» Passage shown:
____________________
DETAILED DESCRIPTION OF THE PREFERRED EMBODIMENTS
FIG. 1A is a perspective view of an antenna element 1 according to EXAMPLE 1 of the present invention. In this drawing, a radiation electrode 20 is provided on a top surface 11 of a dielectric hexahedron substrate 10, and a first half 30 (left half) and a second half 40 (right half) of the radiation electrode are provided to be substantially symmetric to one another with respect to a center line 12 indicated by a two-dot chain line. Each of the first half 30 and the second half 40 is a quarter-wave antenna. The radiation electrode 20 is shown as a segment in this drawing, which is preferably printed to be continuous.
____________________
» Supplied data:

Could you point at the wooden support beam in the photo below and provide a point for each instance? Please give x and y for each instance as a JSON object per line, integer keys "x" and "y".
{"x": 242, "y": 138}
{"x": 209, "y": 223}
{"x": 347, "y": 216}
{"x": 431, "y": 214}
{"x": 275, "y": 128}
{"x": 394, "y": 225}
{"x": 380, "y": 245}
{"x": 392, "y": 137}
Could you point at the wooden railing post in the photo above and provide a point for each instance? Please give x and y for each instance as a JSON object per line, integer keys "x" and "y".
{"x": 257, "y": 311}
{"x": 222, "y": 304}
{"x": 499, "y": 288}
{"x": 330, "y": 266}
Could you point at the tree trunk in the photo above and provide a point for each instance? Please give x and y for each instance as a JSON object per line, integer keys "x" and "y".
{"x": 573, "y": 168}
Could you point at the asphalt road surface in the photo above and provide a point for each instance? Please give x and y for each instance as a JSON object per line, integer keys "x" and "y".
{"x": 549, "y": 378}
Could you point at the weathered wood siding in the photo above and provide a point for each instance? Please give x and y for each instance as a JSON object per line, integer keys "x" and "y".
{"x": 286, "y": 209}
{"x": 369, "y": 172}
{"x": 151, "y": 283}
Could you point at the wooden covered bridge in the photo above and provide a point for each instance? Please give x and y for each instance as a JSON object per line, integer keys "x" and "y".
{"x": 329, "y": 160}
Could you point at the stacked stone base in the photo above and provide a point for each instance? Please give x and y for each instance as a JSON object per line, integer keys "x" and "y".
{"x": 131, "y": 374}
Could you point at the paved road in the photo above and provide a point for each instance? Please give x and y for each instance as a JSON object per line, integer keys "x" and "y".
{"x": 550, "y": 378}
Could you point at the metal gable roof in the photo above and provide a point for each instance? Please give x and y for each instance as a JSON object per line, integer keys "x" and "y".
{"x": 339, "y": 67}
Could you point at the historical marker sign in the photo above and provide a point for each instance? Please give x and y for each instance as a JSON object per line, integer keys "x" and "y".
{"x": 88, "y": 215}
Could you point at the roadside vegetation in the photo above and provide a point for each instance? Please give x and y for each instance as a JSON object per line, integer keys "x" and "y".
____________________
» Task directions: Please continue the antenna element description from its last sentence.

» Written answer:
Since two halves 30, 40 of the radiation electrode are provided on the surface 11 in a symmetric form with respect to the center line 12, they have the same direction of main polarization of radiation emitted therefrom. The first half 30 on the left side has a first connection terminal 31, connected to a power supply conductor 50, at one end thereof adjacent to the second half 40 on the right side, and the power supply conductor 50 is provided on a front surface 13 of the substrate 10. The power supply conductor 50 is connected to the first connection terminal 31 at one end thereof and has at the other end a terminal 51 for connecting to a high frequency signal source 70. The second half 40 on the right side has, at one end thereof adjacent to the first half 30 on the left side, a second connection terminal 41 connected to a ground conductor 60, which is also provided on the front surface 13. The ground conductor 60 has at the other end thereof a terminal 61 for connecting to a ground 75. Outer ends of the first and second halves of the radiation electrode constitute a first open end 32 and a second open end 42, respectively. These open ends 32, 42 are capacitively connected to the ground.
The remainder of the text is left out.